* TASK BRIEF *
In the records below, which lines include "wall"? Copy them.

━━ GIVEN RECORDS

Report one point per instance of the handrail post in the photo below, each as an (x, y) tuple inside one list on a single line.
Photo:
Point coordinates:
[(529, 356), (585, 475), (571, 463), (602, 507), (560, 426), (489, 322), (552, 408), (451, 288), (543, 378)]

━━━━
━━ GIVEN RECORDS

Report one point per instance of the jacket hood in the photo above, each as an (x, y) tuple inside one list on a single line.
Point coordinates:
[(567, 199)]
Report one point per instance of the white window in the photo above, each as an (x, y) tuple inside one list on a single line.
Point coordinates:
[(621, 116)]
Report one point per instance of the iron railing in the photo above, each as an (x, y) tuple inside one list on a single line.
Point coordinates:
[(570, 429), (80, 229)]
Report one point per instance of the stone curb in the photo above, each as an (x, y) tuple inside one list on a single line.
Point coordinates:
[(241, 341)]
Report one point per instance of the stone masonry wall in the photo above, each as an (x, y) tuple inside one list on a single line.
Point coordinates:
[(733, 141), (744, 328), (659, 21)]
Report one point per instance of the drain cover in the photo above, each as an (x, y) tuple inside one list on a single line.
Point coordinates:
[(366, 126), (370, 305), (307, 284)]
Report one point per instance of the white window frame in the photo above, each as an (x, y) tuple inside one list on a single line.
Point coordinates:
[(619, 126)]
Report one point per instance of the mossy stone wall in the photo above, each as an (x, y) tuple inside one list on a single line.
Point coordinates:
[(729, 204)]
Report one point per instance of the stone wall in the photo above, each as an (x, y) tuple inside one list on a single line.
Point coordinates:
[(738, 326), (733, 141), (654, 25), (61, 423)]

━━━━
━━ GIVEN RECORDS

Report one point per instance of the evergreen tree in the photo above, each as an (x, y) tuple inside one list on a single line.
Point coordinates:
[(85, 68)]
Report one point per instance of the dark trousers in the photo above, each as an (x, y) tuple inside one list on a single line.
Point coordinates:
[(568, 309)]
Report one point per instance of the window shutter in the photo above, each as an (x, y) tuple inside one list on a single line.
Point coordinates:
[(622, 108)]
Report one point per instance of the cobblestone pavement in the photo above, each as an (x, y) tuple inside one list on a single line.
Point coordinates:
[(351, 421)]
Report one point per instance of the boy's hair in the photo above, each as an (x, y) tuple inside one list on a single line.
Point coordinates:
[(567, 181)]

━━━━

* COMPLETED EXERCISE *
Report one point per instance of the stone masonry wall in the photo above, each as an (x, y) tuple inside one list on a single line.
Report one point per instance of the mossy stone wall in the photo above, each as an (x, y) tuple inside one list on a single line.
Report one point per instance of the stone wall in the photo above, each as an (x, y) tuple inside one list on a single line.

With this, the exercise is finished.